_EXTRAIT DU TEXTE_.

▼

Préliminaire de conciliation et fin de non-recevoir
Note M. Pernet, GP 2023 n°16, p. 19 - voir aussi cass. 22-10.679
Cour de cassation - Chambre civile 1
- N° de pourvoi : 21-19.620
- ECLI:FR:CCASS:2023:C100160
- Publié au bulletin
- Solution : Cassation
Audience publique du mercredi 08 mars 2023
Décision attaquée : Cour d'appel de Toulouse, du 02 juin 2021
Président
M. Chauvin
Avocat(s)
SCP Waquet, Farge et Hazan
Texte intégral
RÉPUBLIQUE FRANCAISE
AU NOM DU PEUPLE FRANCAIS
AU NOM DU PEUPLE FRANCAIS
LA COUR DE CASSATION, PREMIÈRE CHAMBRE CIVILE, a rendu l'arrêt suivant :
CIV. 1
MY1
COUR DE CASSATION
______________________
Audience publique du 8 mars 2023
Cassation
M. CHAUVIN, président
Arrêt n° 160 FS-B
Pourvoi n° K 21-19.620
R É P U B L I Q U E F R A N Ç A I S E
_________________________
AU NOM DU PEUPLE FRANÇAIS
_________________________
ARRÊT DE LA COUR DE CASSATION, PREMIÈRE CHAMBRE CIVILE, DU 8 MARS 2023
Mme [T] [D], domiciliée [Adresse 2], a formé le pourvoi n° K 21-19.620 contre l'arrêt rendu le 2 juin 2021 par la cour d'appel de Toulouse (6e chambre civile), dans le litige l'opposant à Mme [U] [E], domiciliée [Adresse 1], défenderesse à la cassation.
La demanderesse invoque, à l'appui de son pourvoi, les trois moyens de cassation annexés au présent arrêt.
Le dossier a été communiqué au procureur général.
Sur le rapport de Mme Kerner-Menay, conseiller, les observations de la SCP Waquet, Farge et Hazan, avocat de Mme [D], et l'avis de Mme Mallet-Bricout, avocat général, après débats en l'audience publique du 24 janvier 2023 où étaient présents M. Chauvin, président, Mme Kerner-Menay, conseiller rapporteur, Mme Duval-Arnould, conseiller doyen, MM. Jessel, Mornet, Chevalier, Mme Bacache-Gibeili, conseillers, Mmes Le Gall, de Cabarrus, Feydeau-Thieffry, M. Serrier, conseillers référendaires, Mme Mallet-Bricout, avocat général, et Mme Layemar, greffier de chambre,
la première chambre civile de la Cour de cassation, composée, en application de l'article R. 431-5 du code de l'organisation judiciaire, des président et conseillers précités, après en avoir délibéré conformément à la loi, a rendu le présent arrêt ;
Faits et procédure
1. Selon l'arrêt attaqué (Toulouse, 2 juin 2021), le 30 décembre 2019, à l'issue de la dissolution de la SCP d'avocats [E]-[D]-Xuereb (la SCP), au sein de laquelle elle était associée, Mme [D] a saisi le bâtonnier du barreau de Toulouse d'un litige l'opposant à une autre associée, Mme [E], et relatif à la régularisation des comptes et la prise en charge de certains frais de la SCP.

▲

_DONNÉES EXTRAITES_.

▼

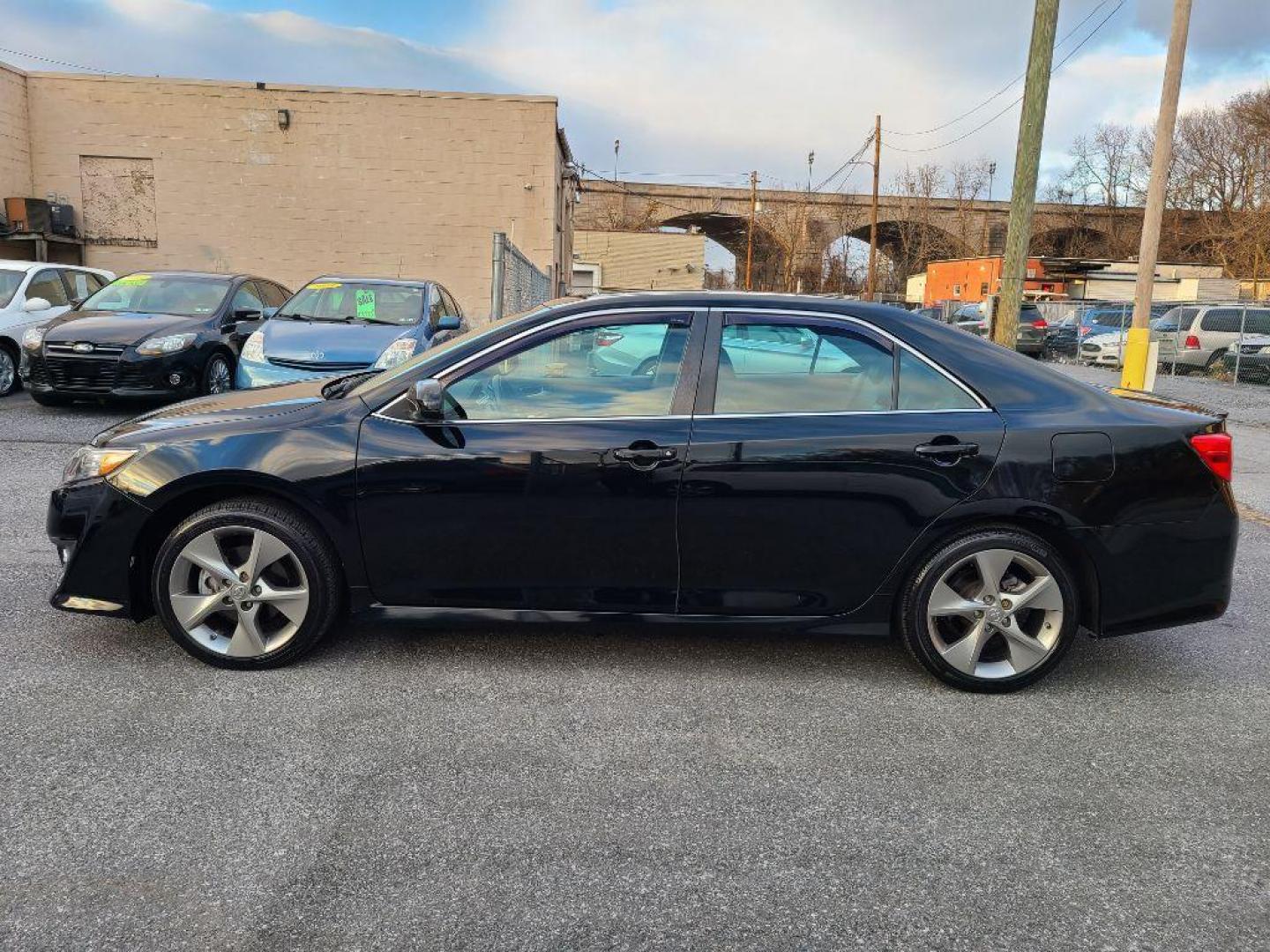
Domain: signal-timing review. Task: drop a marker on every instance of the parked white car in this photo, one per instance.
(31, 294)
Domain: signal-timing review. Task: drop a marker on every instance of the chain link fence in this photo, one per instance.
(519, 285)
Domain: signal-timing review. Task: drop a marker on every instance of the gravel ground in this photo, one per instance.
(511, 787)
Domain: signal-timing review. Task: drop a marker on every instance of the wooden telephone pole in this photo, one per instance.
(750, 238)
(1137, 346)
(1022, 197)
(871, 282)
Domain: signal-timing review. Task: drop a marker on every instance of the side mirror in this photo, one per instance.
(427, 400)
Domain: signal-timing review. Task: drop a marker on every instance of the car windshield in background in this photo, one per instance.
(161, 294)
(342, 301)
(9, 283)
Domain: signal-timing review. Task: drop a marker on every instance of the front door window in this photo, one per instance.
(620, 369)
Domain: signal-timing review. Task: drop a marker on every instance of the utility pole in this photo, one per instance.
(750, 238)
(871, 280)
(1137, 346)
(1022, 197)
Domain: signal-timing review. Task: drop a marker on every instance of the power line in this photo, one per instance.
(58, 63)
(989, 122)
(1005, 88)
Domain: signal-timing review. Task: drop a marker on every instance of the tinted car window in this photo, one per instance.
(49, 286)
(923, 387)
(9, 285)
(790, 368)
(161, 294)
(621, 369)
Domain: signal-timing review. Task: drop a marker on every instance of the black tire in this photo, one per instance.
(51, 398)
(219, 360)
(11, 355)
(311, 550)
(915, 593)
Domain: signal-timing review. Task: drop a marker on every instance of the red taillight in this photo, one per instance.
(1217, 450)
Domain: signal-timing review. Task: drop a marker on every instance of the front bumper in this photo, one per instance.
(95, 530)
(265, 375)
(127, 376)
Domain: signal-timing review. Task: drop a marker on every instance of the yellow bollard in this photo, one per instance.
(1137, 352)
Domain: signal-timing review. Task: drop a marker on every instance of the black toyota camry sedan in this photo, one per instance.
(798, 461)
(153, 334)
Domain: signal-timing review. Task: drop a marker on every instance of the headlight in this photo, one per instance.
(254, 348)
(168, 344)
(398, 352)
(90, 462)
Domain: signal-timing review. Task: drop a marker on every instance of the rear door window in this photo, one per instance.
(773, 368)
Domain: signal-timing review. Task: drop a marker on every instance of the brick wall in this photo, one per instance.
(14, 135)
(632, 260)
(362, 182)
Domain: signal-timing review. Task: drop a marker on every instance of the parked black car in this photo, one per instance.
(903, 475)
(153, 334)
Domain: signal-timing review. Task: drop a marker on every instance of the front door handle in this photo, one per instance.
(646, 457)
(947, 453)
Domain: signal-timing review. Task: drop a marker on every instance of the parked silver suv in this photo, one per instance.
(1208, 331)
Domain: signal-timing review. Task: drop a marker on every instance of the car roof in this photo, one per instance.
(355, 279)
(13, 265)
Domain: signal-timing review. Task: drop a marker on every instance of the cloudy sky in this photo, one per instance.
(701, 90)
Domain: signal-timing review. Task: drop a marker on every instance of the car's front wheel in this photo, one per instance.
(990, 611)
(217, 375)
(9, 380)
(247, 584)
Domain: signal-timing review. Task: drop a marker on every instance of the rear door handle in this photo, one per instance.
(952, 450)
(646, 457)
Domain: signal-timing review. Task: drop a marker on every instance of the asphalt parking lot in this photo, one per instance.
(415, 786)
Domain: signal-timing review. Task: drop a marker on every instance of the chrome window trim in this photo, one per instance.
(761, 311)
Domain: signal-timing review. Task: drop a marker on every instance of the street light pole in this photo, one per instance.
(1137, 349)
(1022, 196)
(750, 238)
(871, 280)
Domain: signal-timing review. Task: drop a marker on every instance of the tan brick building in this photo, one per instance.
(291, 181)
(638, 260)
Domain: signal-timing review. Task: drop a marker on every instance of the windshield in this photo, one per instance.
(9, 282)
(438, 351)
(343, 301)
(161, 294)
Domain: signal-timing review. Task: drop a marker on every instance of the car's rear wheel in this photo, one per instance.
(990, 611)
(217, 375)
(247, 584)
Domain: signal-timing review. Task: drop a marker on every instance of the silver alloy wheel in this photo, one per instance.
(239, 591)
(995, 614)
(6, 371)
(219, 376)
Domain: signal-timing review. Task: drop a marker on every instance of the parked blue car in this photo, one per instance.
(338, 325)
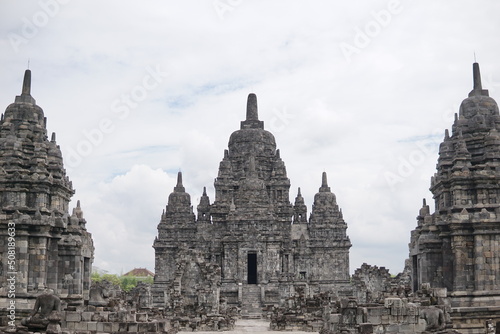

▲

D'après l'extrait, qui la demanderesse a-t-elle saisi le 30 décembre 2019 ? Les entrées ne présentent aucun lien avec l'extrait.

Le bâtonnier du barreau de Toulouse.